### [Task material]
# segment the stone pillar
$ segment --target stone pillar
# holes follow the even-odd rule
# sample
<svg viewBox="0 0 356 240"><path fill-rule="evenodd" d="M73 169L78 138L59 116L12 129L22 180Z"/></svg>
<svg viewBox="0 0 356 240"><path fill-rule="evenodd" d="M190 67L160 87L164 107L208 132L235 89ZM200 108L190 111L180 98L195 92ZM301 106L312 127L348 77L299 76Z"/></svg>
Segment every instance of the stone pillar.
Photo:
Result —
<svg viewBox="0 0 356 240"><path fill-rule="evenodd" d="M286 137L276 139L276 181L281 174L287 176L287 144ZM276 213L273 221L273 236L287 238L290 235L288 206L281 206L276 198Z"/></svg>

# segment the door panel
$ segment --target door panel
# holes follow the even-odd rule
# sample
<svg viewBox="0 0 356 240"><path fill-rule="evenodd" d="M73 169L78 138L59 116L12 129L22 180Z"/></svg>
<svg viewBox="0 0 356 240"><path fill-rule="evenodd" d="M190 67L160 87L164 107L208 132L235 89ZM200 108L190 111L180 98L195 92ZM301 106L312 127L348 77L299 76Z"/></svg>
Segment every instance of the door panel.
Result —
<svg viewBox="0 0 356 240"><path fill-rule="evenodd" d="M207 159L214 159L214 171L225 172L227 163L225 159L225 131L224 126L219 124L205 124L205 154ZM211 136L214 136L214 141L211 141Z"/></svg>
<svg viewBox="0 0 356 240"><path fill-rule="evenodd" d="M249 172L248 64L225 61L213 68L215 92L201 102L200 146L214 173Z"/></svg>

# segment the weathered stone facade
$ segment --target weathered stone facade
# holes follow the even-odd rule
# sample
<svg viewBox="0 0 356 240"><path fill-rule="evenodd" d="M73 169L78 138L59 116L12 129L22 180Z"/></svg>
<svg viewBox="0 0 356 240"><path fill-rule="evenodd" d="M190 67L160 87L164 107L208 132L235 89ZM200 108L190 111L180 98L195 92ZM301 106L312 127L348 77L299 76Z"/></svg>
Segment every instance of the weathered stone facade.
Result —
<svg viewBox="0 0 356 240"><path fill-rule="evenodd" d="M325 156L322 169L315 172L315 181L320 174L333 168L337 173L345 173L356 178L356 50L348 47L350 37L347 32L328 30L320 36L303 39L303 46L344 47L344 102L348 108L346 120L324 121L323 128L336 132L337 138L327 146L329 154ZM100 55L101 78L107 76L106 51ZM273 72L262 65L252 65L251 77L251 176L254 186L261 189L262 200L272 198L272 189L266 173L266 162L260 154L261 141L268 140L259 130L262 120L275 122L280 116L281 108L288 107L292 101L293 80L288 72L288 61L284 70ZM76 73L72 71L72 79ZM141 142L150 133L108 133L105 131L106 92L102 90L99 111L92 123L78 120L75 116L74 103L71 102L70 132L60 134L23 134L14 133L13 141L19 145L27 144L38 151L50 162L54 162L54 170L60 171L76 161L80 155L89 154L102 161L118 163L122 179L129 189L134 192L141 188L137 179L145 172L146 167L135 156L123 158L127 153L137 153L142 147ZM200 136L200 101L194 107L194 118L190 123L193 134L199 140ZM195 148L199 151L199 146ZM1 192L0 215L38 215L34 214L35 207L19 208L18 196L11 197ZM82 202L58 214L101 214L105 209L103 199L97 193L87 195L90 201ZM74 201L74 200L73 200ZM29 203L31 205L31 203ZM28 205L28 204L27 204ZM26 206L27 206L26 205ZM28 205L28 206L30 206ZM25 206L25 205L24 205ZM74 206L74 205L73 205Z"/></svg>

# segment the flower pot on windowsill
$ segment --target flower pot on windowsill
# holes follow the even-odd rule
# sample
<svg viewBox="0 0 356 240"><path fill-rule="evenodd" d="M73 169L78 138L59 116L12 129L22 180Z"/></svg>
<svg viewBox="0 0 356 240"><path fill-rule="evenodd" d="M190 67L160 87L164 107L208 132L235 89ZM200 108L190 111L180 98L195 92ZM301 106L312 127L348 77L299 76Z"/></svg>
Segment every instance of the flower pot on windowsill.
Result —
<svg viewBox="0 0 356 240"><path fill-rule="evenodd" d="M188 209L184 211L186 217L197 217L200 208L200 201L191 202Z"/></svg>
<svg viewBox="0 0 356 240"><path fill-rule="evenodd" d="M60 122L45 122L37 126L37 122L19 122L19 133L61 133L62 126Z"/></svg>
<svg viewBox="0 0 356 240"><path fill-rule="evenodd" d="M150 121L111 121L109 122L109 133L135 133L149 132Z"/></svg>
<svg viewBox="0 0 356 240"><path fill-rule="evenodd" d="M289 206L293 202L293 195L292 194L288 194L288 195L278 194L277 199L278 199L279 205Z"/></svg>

### [What is required]
Throughout the records above, find the lines in which the word "weathered" appears and return them.

### [Exercise response]
# segment the weathered stone facade
$ segment --target weathered stone facade
Segment every instance of the weathered stone facade.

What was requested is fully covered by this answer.